***** RECORDS PROVIDED

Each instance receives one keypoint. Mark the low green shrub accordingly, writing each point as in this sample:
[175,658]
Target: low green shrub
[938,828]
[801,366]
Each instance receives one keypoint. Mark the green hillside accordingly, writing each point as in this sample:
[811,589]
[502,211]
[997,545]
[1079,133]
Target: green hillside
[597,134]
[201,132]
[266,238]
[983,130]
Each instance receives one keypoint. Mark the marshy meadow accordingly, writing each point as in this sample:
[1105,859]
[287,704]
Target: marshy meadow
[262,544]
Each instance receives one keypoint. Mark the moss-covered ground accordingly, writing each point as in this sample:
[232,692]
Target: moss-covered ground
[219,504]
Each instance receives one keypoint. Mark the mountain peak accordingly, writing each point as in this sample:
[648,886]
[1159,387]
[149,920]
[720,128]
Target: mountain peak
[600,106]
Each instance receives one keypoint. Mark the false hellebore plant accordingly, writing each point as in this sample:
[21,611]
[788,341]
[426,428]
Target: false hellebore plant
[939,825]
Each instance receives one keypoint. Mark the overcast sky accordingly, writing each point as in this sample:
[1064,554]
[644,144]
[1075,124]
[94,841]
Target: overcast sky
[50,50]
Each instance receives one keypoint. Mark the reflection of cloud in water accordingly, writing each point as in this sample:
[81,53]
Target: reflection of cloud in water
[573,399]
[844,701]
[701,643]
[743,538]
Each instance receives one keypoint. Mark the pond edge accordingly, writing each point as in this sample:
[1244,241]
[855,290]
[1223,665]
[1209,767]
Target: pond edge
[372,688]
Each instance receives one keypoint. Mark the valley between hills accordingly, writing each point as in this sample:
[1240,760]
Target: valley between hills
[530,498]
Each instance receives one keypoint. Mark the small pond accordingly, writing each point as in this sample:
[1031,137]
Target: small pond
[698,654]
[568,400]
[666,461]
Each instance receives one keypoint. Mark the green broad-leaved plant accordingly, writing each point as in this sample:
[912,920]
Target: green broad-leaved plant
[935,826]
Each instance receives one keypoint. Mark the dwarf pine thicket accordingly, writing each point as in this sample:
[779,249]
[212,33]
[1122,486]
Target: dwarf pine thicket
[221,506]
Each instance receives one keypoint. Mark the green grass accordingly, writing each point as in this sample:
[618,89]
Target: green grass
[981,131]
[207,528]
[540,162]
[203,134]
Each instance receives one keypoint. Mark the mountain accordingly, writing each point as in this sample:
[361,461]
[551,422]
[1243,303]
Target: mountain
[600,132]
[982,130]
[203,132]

**********

THE PROBLEM:
Reproduce all of the entries above word for word, keeping every line, number, and bracket unchanged.

RIGHT ANSWER:
Each instance receives one keypoint. Mark the low green shrub accordingly, writing each point as in this sample:
[175,658]
Target: low green shrub
[938,828]
[801,366]
Each instance receives one keypoint. Mark the green hillside accordingly, writing each point as in this sample:
[811,589]
[502,211]
[997,545]
[1079,133]
Target: green hillside
[597,134]
[201,132]
[266,238]
[983,130]
Each instance receives one keypoint. Mark the marshy meadow accordingly, writing each point as in this sample:
[1105,859]
[287,704]
Target: marshy meadow
[262,544]
Each instance receives one keypoint. Mark the moss-covered ground accordingly, writing each point as in this sample:
[232,692]
Target: moss-covered ground
[219,504]
Each instance receives one keypoint. Mark the mountain peak accordingly, writing each point as in this sample:
[648,886]
[1159,387]
[149,920]
[720,128]
Target: mountain peak
[600,106]
Each instance receives one keypoint. Mark the false hellebore plant accordingly, writing each point as in this sample:
[21,611]
[788,341]
[426,428]
Target: false hellebore plant
[939,825]
Each instance receives one keypoint. Mark the overcast sky accordingly, writing each point as in this sample:
[1064,554]
[644,144]
[1075,124]
[94,841]
Target: overcast sky
[50,50]
Each instance receives one keypoint. Mark the reflection of cloud in water accordingly, writing each point as in this sample:
[81,53]
Target: reflection of cloud in water
[573,399]
[844,701]
[701,643]
[743,538]
Each instance receives one keypoint. Mark the pond edge accordingly, writing each point as in this sample:
[1244,241]
[855,290]
[1223,665]
[1209,767]
Target: pond edge
[372,688]
Each instance receives one keypoint. Mark the valley between hills accordingly, writing each point as in this sample:
[1240,760]
Target: valley between hills
[530,498]
Each instance receives one keypoint. Mark the small pond accordingly, writing each point as in this sample:
[1031,137]
Target: small pond
[698,654]
[568,400]
[666,461]
Each instance receives one keypoint. Mark the green broad-leaved plant accordingly, writing each point as in this sample:
[912,920]
Target: green broad-leaved plant
[935,826]
Each instance receives one keypoint. Mark the dwarf pine thicket accordingly, writing each point as in this sample:
[779,249]
[212,33]
[1122,486]
Target: dwarf pine thicket
[221,506]
Each instance receives one keypoint. Mark the green grass accordingly, writing each point as in this sample:
[618,89]
Target: green grass
[981,131]
[207,528]
[540,162]
[203,134]
Each instance receives one keypoint. Mark the mountain accordingly, writing each point as in this sample:
[361,461]
[551,422]
[1243,303]
Target: mountain
[600,132]
[982,130]
[203,132]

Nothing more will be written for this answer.